===== Extrait à lire

S’agissant des rédacteurs de Carré rouge, ces précisions sont superflues : tout en récusant fermement le vote Chirac, ils se sont heureusement gardé des procédés de Lutte ouvrière, qui a confirmé,
à cette occasion, son appétence pour la rhétorique vulgaire, parfois à
connotations sexuelles : « La gauche [...] s’est prostituée gratuitement vis-à-vis de Chirac » [1], « eux qui se sont aplatis pour appeler à voter Chirac et cautionner tout ce qu’il fera à l’avenir » [2], « La gauche n’avait pas à se prostituer pour faire voter [Chirac]  » [3], « Le PS comme le PC se [sont] couchés devant Chirac » [4]. Pas trace d’une telle attitude dans les colonnes de Carré rouge, et c’est heureux !
Cela étant, même si l’existence d’une extrême-droite puissante et la diffusion de ses idées dans de larges catégories sociales hypothèquent
l’avenir, la percée politique (pas électorale, politique !) de Le Pen a été,
peut-être provisoirement, contenue grâce aux manifestations monstres
contre le FN de l’entre deux tours, aux 82 % contre lui au second tour
des Présidentielles et du fait de ses résultats médiocres aux législatives.
La lutte contre la lepénisation des esprits doit demeurer une préoccupation essentielle mais l’épisode du second tour des présidentielles de 2002 pourrait être considéré comme clos. Contrairement à ce que soutient LO, les principes n’étaient pas en cause : chacun a fait le choix tactique qu’il jugeait le moins mauvais,
sachant que tous l’étaient.

==========

Consignes de l'exercice:
(a) D'après l'extrait sur la présidentielle de 2002, quels éléments ont contenu la percée politique de Le Pen ? Citez-les tous.
(b) Rédigez la suite de l'extrait sur la présidentielle de 2002, en partant de sa dernière phrase.
Les données qui suivent forment un matériau distinct de l'extrait.

===== Données fournies

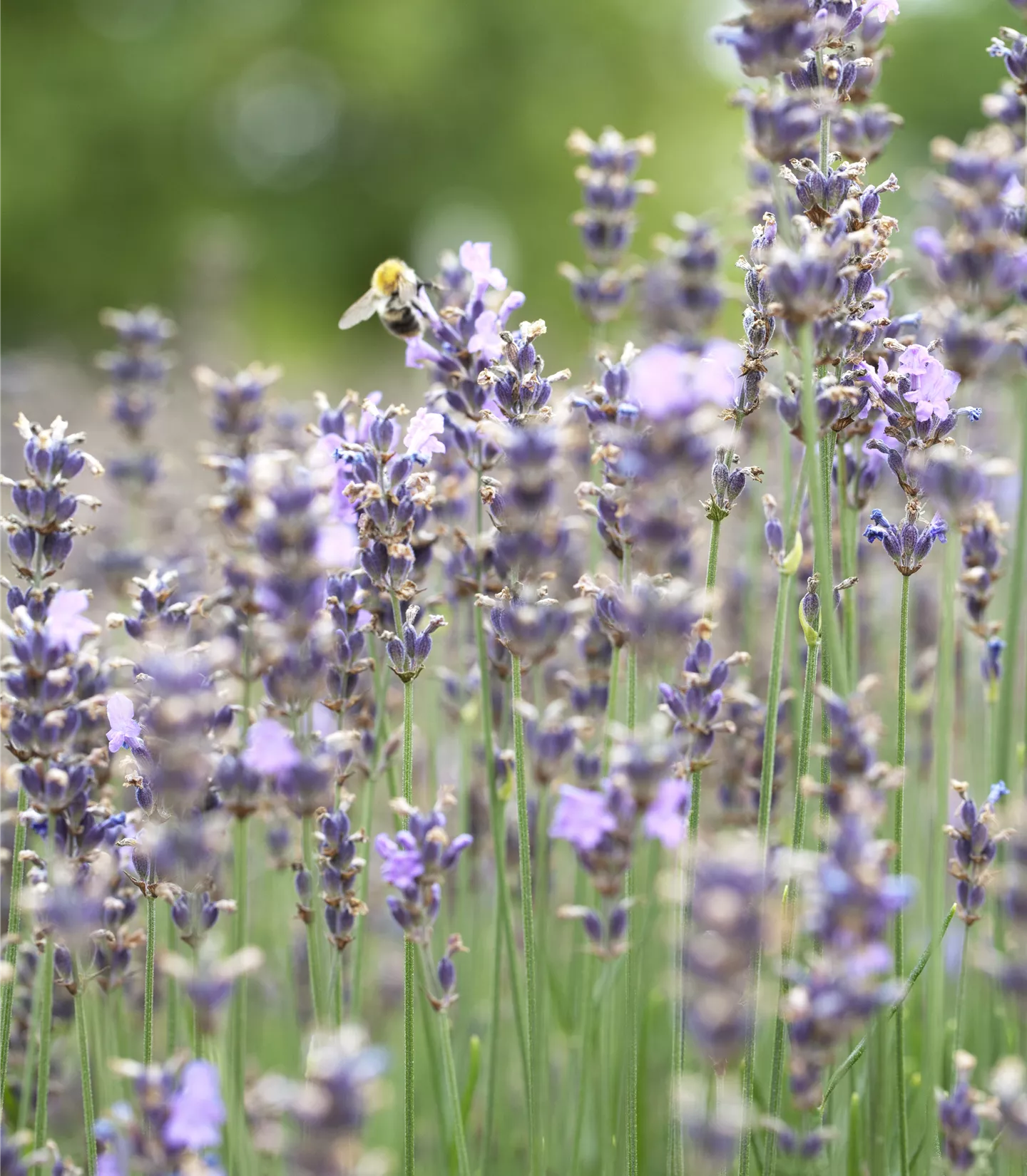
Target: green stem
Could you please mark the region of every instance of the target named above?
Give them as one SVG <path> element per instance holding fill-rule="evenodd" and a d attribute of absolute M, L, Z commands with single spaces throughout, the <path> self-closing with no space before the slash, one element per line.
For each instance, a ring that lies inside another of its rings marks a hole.
<path fill-rule="evenodd" d="M 374 668 L 374 747 L 375 754 L 381 757 L 381 749 L 385 746 L 385 726 L 386 726 L 386 713 L 385 713 L 385 699 L 386 690 L 388 688 L 388 668 L 385 663 L 384 657 L 378 659 L 378 664 Z M 360 824 L 367 835 L 367 844 L 371 842 L 371 822 L 374 815 L 374 781 L 376 776 L 371 775 L 364 781 L 364 793 L 361 795 L 360 804 Z M 358 882 L 358 894 L 360 901 L 367 906 L 367 895 L 371 888 L 371 870 L 365 867 L 360 871 L 360 878 Z M 360 1007 L 364 996 L 364 964 L 367 958 L 367 947 L 368 940 L 371 937 L 369 928 L 361 926 L 356 934 L 356 942 L 353 944 L 354 958 L 353 958 L 353 1017 L 355 1021 L 360 1020 Z"/>
<path fill-rule="evenodd" d="M 79 1069 L 82 1076 L 82 1120 L 86 1128 L 86 1176 L 96 1176 L 96 1112 L 93 1108 L 93 1071 L 89 1065 L 89 1036 L 86 1031 L 85 991 L 79 965 L 73 963 L 75 983 L 75 1035 L 79 1040 Z"/>
<path fill-rule="evenodd" d="M 586 989 L 582 997 L 585 1009 L 581 1024 L 581 1070 L 578 1075 L 578 1104 L 574 1110 L 574 1150 L 571 1156 L 571 1176 L 579 1176 L 581 1170 L 581 1136 L 585 1128 L 585 1104 L 589 1089 L 588 1078 L 595 1071 L 593 1058 L 595 1050 L 595 1033 L 593 1031 L 595 956 L 589 956 L 586 963 Z"/>
<path fill-rule="evenodd" d="M 485 641 L 485 620 L 481 609 L 474 609 L 474 636 L 478 644 L 478 679 L 481 707 L 482 754 L 485 756 L 485 777 L 488 786 L 488 813 L 492 831 L 493 858 L 495 867 L 495 937 L 493 957 L 496 968 L 492 975 L 492 1038 L 489 1043 L 488 1076 L 485 1093 L 485 1132 L 482 1138 L 482 1170 L 487 1170 L 488 1151 L 495 1122 L 495 1101 L 499 1078 L 499 1049 L 502 1017 L 502 975 L 499 968 L 502 956 L 500 936 L 506 944 L 509 965 L 509 985 L 513 996 L 514 1018 L 516 1022 L 518 1042 L 521 1051 L 521 1068 L 525 1084 L 525 1100 L 531 1103 L 531 1057 L 525 1028 L 525 997 L 518 971 L 516 953 L 514 950 L 513 907 L 509 900 L 509 884 L 506 876 L 506 821 L 504 804 L 499 795 L 495 779 L 495 753 L 492 746 L 492 690 L 489 683 L 488 648 Z"/>
<path fill-rule="evenodd" d="M 156 898 L 146 896 L 146 989 L 142 998 L 142 1064 L 153 1062 L 153 967 L 156 958 Z"/>
<path fill-rule="evenodd" d="M 735 425 L 735 432 L 738 430 L 738 425 Z M 732 441 L 734 440 L 734 433 L 732 433 Z M 713 619 L 713 593 L 716 588 L 716 563 L 718 556 L 720 554 L 720 524 L 722 520 L 715 516 L 709 520 L 709 550 L 706 556 L 706 606 L 703 609 L 703 616 L 706 620 Z M 692 799 L 688 807 L 688 860 L 694 862 L 695 858 L 695 844 L 699 840 L 699 814 L 702 801 L 702 773 L 696 770 L 692 773 Z M 682 867 L 679 863 L 679 874 Z M 678 970 L 681 967 L 681 950 L 685 946 L 685 936 L 687 934 L 688 923 L 688 895 L 692 890 L 691 877 L 679 877 L 678 887 L 678 917 L 676 922 L 676 938 L 674 949 L 674 961 L 672 964 L 672 975 L 676 976 Z M 680 1085 L 681 1080 L 685 1076 L 685 1040 L 681 1033 L 681 1021 L 685 1015 L 685 991 L 683 984 L 675 984 L 675 997 L 672 1001 L 672 1007 L 674 1009 L 674 1025 L 672 1031 L 672 1050 L 673 1050 L 673 1080 L 671 1082 L 671 1114 L 669 1114 L 669 1128 L 668 1128 L 668 1152 L 669 1152 L 669 1169 L 672 1174 L 680 1171 L 681 1164 L 683 1162 L 681 1156 L 681 1141 L 680 1131 L 678 1130 L 674 1118 L 675 1118 L 675 1105 L 676 1105 L 676 1088 Z"/>
<path fill-rule="evenodd" d="M 453 1060 L 453 1041 L 449 1017 L 441 1016 L 439 1037 L 442 1041 L 442 1062 L 446 1067 L 449 1100 L 453 1104 L 453 1134 L 456 1141 L 456 1170 L 460 1176 L 471 1176 L 471 1160 L 467 1156 L 467 1140 L 464 1134 L 464 1111 L 460 1104 L 460 1085 L 456 1081 L 456 1063 Z"/>
<path fill-rule="evenodd" d="M 1002 637 L 1009 664 L 999 687 L 998 780 L 1008 780 L 1013 768 L 1013 700 L 1016 694 L 1015 659 L 1020 653 L 1020 620 L 1023 608 L 1023 564 L 1027 561 L 1027 410 L 1020 409 L 1020 503 L 1016 507 L 1016 537 L 1009 567 L 1009 603 Z"/>
<path fill-rule="evenodd" d="M 393 597 L 399 622 L 399 606 Z M 396 632 L 400 632 L 399 623 Z M 414 683 L 404 682 L 404 800 L 414 802 Z M 404 828 L 408 826 L 404 818 Z M 404 1174 L 414 1171 L 414 943 L 404 940 Z"/>
<path fill-rule="evenodd" d="M 305 813 L 301 822 L 304 869 L 311 878 L 311 910 L 306 918 L 307 929 L 307 977 L 311 984 L 311 1010 L 314 1015 L 314 1028 L 322 1029 L 326 1024 L 325 1009 L 321 1001 L 320 935 L 318 934 L 316 894 L 318 863 L 314 854 L 314 817 Z"/>
<path fill-rule="evenodd" d="M 948 814 L 948 799 L 952 776 L 952 729 L 954 717 L 955 693 L 955 580 L 959 569 L 959 547 L 948 542 L 942 549 L 942 570 L 940 586 L 940 608 L 938 626 L 938 670 L 935 676 L 934 702 L 934 821 L 933 828 L 940 829 Z M 846 593 L 846 595 L 851 595 Z M 946 858 L 947 844 L 942 838 L 932 837 L 931 863 L 932 886 L 928 891 L 929 915 L 932 926 L 941 917 L 945 909 Z M 939 956 L 928 976 L 928 996 L 925 1001 L 925 1016 L 931 1017 L 933 1010 L 945 1008 L 945 960 Z M 935 1031 L 934 1024 L 925 1023 L 923 1040 L 926 1057 L 923 1073 L 923 1117 L 929 1123 L 935 1114 L 934 1090 L 942 1082 L 943 1033 Z"/>
<path fill-rule="evenodd" d="M 4 949 L 4 962 L 12 970 L 18 964 L 18 940 L 21 935 L 21 883 L 25 878 L 25 863 L 21 855 L 25 853 L 26 828 L 19 814 L 27 808 L 28 800 L 25 789 L 18 789 L 18 808 L 14 811 L 14 848 L 11 853 L 11 907 L 7 911 L 7 946 Z M 7 1055 L 11 1049 L 11 1022 L 14 1017 L 14 989 L 12 981 L 4 984 L 0 990 L 0 1107 L 7 1100 Z"/>
<path fill-rule="evenodd" d="M 845 446 L 840 445 L 838 453 L 838 516 L 841 533 L 841 579 L 852 580 L 856 574 L 859 512 L 849 506 L 848 470 L 846 469 Z M 842 593 L 841 614 L 845 620 L 845 668 L 848 681 L 859 681 L 859 601 L 853 590 Z"/>
<path fill-rule="evenodd" d="M 952 1038 L 952 1053 L 960 1048 L 960 1042 L 962 1041 L 962 1010 L 966 1002 L 966 973 L 967 973 L 967 960 L 969 957 L 969 929 L 971 924 L 966 923 L 962 929 L 962 950 L 959 954 L 959 985 L 955 990 L 955 1033 Z"/>
<path fill-rule="evenodd" d="M 706 608 L 703 616 L 709 620 L 713 616 L 713 590 L 716 588 L 716 559 L 720 553 L 720 523 L 719 517 L 709 521 L 709 552 L 706 556 Z"/>
<path fill-rule="evenodd" d="M 711 540 L 711 544 L 712 544 Z M 716 560 L 716 553 L 712 556 Z M 625 547 L 621 569 L 625 592 L 631 590 L 631 548 Z M 714 567 L 715 575 L 715 567 Z M 634 642 L 628 646 L 627 664 L 627 728 L 634 733 L 638 719 L 638 679 L 639 653 Z M 625 871 L 625 902 L 628 910 L 632 907 L 635 881 L 634 870 Z M 627 958 L 625 960 L 625 1017 L 627 1022 L 627 1170 L 628 1176 L 638 1176 L 639 1170 L 639 1001 L 638 1001 L 638 960 L 633 943 L 634 935 L 628 935 Z"/>
<path fill-rule="evenodd" d="M 32 1098 L 28 1091 L 32 1089 L 32 1075 L 35 1069 L 35 1024 L 39 1021 L 39 1003 L 42 989 L 42 968 L 36 963 L 35 974 L 32 981 L 32 1004 L 28 1015 L 28 1034 L 25 1042 L 25 1060 L 21 1067 L 21 1085 L 18 1096 L 18 1122 L 15 1130 L 21 1132 L 28 1129 L 28 1111 L 32 1108 Z"/>
<path fill-rule="evenodd" d="M 802 365 L 802 432 L 806 436 L 807 454 L 816 447 L 820 455 L 820 494 L 813 492 L 813 479 L 811 476 L 809 513 L 813 516 L 813 560 L 814 569 L 820 576 L 821 594 L 826 601 L 826 607 L 821 609 L 821 624 L 823 627 L 823 657 L 825 667 L 829 663 L 836 671 L 838 684 L 845 687 L 845 681 L 839 673 L 842 668 L 841 646 L 838 634 L 838 619 L 834 615 L 834 559 L 831 543 L 831 467 L 829 461 L 834 452 L 834 434 L 828 433 L 827 437 L 819 442 L 816 403 L 813 388 L 813 327 L 803 323 L 799 332 L 799 343 Z M 826 493 L 825 493 L 826 492 Z M 827 502 L 825 502 L 825 497 Z M 827 507 L 827 509 L 825 509 Z"/>
<path fill-rule="evenodd" d="M 807 450 L 808 454 L 808 450 Z M 808 461 L 803 461 L 808 465 Z M 811 499 L 818 495 L 812 494 Z M 796 492 L 801 499 L 801 490 Z M 767 844 L 771 835 L 771 800 L 774 787 L 774 753 L 778 743 L 778 701 L 781 694 L 781 662 L 785 650 L 785 623 L 788 614 L 788 599 L 792 593 L 792 576 L 781 573 L 778 576 L 778 603 L 774 608 L 774 644 L 771 649 L 771 675 L 767 680 L 767 714 L 763 726 L 763 759 L 760 770 L 760 810 L 756 822 L 760 853 L 766 863 Z M 760 989 L 760 970 L 762 967 L 762 947 L 756 948 L 754 961 L 753 993 Z M 755 1000 L 755 995 L 754 995 Z M 745 1070 L 742 1074 L 742 1102 L 748 1121 L 753 1105 L 753 1074 L 756 1062 L 756 1017 L 753 1017 L 753 1029 L 746 1042 Z M 747 1176 L 749 1170 L 749 1151 L 752 1131 L 743 1130 L 739 1148 L 739 1176 Z"/>
<path fill-rule="evenodd" d="M 531 1170 L 539 1172 L 541 1141 L 538 1120 L 538 980 L 535 976 L 535 920 L 532 907 L 532 855 L 528 843 L 528 793 L 525 762 L 525 720 L 521 714 L 521 660 L 511 655 L 513 663 L 513 728 L 514 770 L 518 793 L 518 856 L 521 871 L 521 924 L 525 937 L 525 981 L 528 997 L 528 1140 L 531 1147 Z M 501 851 L 501 850 L 500 850 Z"/>
<path fill-rule="evenodd" d="M 413 946 L 413 944 L 411 944 Z M 432 990 L 432 964 L 427 948 L 421 949 L 425 991 Z M 464 1131 L 464 1108 L 460 1101 L 460 1083 L 456 1080 L 456 1062 L 453 1057 L 453 1040 L 449 1015 L 444 1009 L 438 1017 L 439 1040 L 442 1043 L 442 1067 L 446 1078 L 446 1094 L 449 1100 L 449 1114 L 453 1118 L 453 1144 L 456 1152 L 456 1170 L 459 1176 L 471 1176 L 471 1160 L 467 1155 L 467 1138 Z"/>
<path fill-rule="evenodd" d="M 168 951 L 174 951 L 178 947 L 178 931 L 175 929 L 174 920 L 171 917 L 171 907 L 167 908 L 167 940 L 166 947 Z M 166 1057 L 172 1057 L 175 1049 L 178 1048 L 178 1033 L 179 1033 L 179 985 L 171 977 L 167 977 L 167 1050 L 165 1053 Z M 98 1087 L 99 1089 L 99 1087 Z"/>
<path fill-rule="evenodd" d="M 938 935 L 938 938 L 932 940 L 927 944 L 920 958 L 916 961 L 916 967 L 913 969 L 913 971 L 909 973 L 909 978 L 902 987 L 901 996 L 892 1004 L 891 1009 L 888 1010 L 889 1017 L 893 1017 L 902 1007 L 902 1004 L 906 1002 L 906 997 L 909 995 L 909 993 L 912 993 L 913 985 L 920 978 L 920 974 L 923 971 L 923 969 L 931 961 L 931 956 L 934 949 L 939 947 L 941 944 L 941 941 L 945 938 L 945 933 L 948 930 L 948 924 L 952 922 L 954 916 L 955 916 L 955 906 L 951 907 L 948 914 L 945 916 L 945 922 L 941 924 L 941 930 Z M 846 1074 L 848 1074 L 848 1071 L 866 1053 L 867 1036 L 860 1038 L 859 1044 L 855 1047 L 855 1049 L 848 1055 L 848 1057 L 841 1063 L 841 1065 L 834 1071 L 834 1074 L 832 1074 L 831 1081 L 823 1089 L 823 1097 L 820 1100 L 821 1112 L 823 1111 L 823 1108 L 827 1105 L 827 1100 L 831 1098 L 839 1082 L 841 1082 L 841 1080 L 846 1076 Z"/>
<path fill-rule="evenodd" d="M 35 1080 L 35 1128 L 33 1147 L 46 1147 L 47 1097 L 49 1094 L 49 1043 L 53 1030 L 53 936 L 47 935 L 42 951 L 42 988 L 39 1000 L 39 1069 Z M 41 1169 L 36 1169 L 41 1172 Z"/>
<path fill-rule="evenodd" d="M 820 644 L 812 644 L 806 650 L 806 677 L 802 682 L 802 721 L 799 728 L 799 751 L 795 764 L 795 804 L 792 816 L 792 855 L 802 849 L 802 837 L 806 828 L 806 797 L 802 793 L 802 781 L 809 770 L 809 736 L 813 733 L 813 699 L 816 694 L 816 659 Z M 774 1022 L 774 1055 L 771 1063 L 771 1117 L 781 1112 L 782 1071 L 785 1068 L 785 1018 L 781 1008 L 788 984 L 786 974 L 792 958 L 792 921 L 794 918 L 794 875 L 788 880 L 785 898 L 785 940 L 781 944 L 781 982 L 778 996 L 778 1016 Z M 766 1176 L 774 1176 L 778 1165 L 778 1137 L 774 1131 L 767 1132 L 767 1157 L 763 1167 Z"/>
<path fill-rule="evenodd" d="M 899 615 L 899 714 L 895 767 L 902 773 L 902 781 L 895 791 L 895 857 L 893 871 L 902 873 L 902 817 L 906 796 L 906 660 L 909 647 L 909 576 L 902 576 L 902 609 Z M 905 938 L 901 908 L 895 914 L 895 975 L 905 974 Z M 899 1100 L 899 1170 L 909 1176 L 909 1125 L 906 1114 L 906 1028 L 900 1010 L 895 1018 L 895 1095 Z"/>
<path fill-rule="evenodd" d="M 248 876 L 248 833 L 249 822 L 245 816 L 236 815 L 233 833 L 233 891 L 235 896 L 235 918 L 232 924 L 232 950 L 240 951 L 246 947 L 249 928 L 249 876 Z M 171 998 L 168 1001 L 171 1008 Z M 246 1148 L 248 1132 L 246 1130 L 246 1118 L 242 1109 L 246 1093 L 246 1014 L 247 991 L 246 976 L 240 976 L 235 981 L 235 990 L 232 994 L 232 1121 L 233 1136 L 235 1138 L 235 1162 L 232 1169 L 238 1176 L 242 1176 L 242 1155 Z"/>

==========

Réponses attendues:
(a)
- les manifestations monstres contre le FN de l'entre-deux-tours
- les 82 % contre lui au second tour des présidentielles
- ses résultats médiocres aux législatives

(b)
Il ne me semble valoir de revenir sur cette question que parce que les articles publiés par Carré rouge (et d’autres !) témoignent, chacun à leur manière, d’une façon à mon sens réductrice d’envisager les situations politiques.

Pas de danger fasciste immédiat, évidemment

L’essentiel de la justification du refus de certains rédacteurs de Carré
rouge
de voter Chirac pour contrer Le Pen repose sur le constat, dix
fois répété, qu’il n’y avait pas de danger fasciste en France en
mai 2002 : « Danger fasciste ? C’est faux. Totalement faux » [5], « Mais en aucun cas, il n’y avait de danger
fasciste »
 [6] assène Charles Jérémie, « il n’y a pas à terme prévisible, de danger d’instauration d’un pouvoir fasciste ou fascisant » [7] assurent J.-P. Divès et Léo Picard. La gauche a délibérément « surestim[é] le danger d’extrême-droite [...] agitant la menace imminente du fascisme » [8] relève Samuel Holder. L’élection de Chirac de toute façon assurée, inutile de se compromettre à lui apporter des bulletins de vote supplémentaires. Tous ont raison
d’enfoncer les portes ouvertes ! Leurs arguments sont parfaitement
justes : les fractions dominantes de la bourgeoisie française ne jouent
pas aujourd’hui la carte du rétrograde et anti-européen Le Pen. Même
si elle est un signal d’alarme angoissant, la progression électorale de Le
Pen et sa présence au second tour ne lui ouvraient en aucune façon les
portes de l’Elysée dès le 5 mai 2002. Les partis de gauche ont glosé d’abondance sur la menace d’extrême-droite pour occulter leur bilan,
etc, etc. Tout ce que disent les camarades est exact.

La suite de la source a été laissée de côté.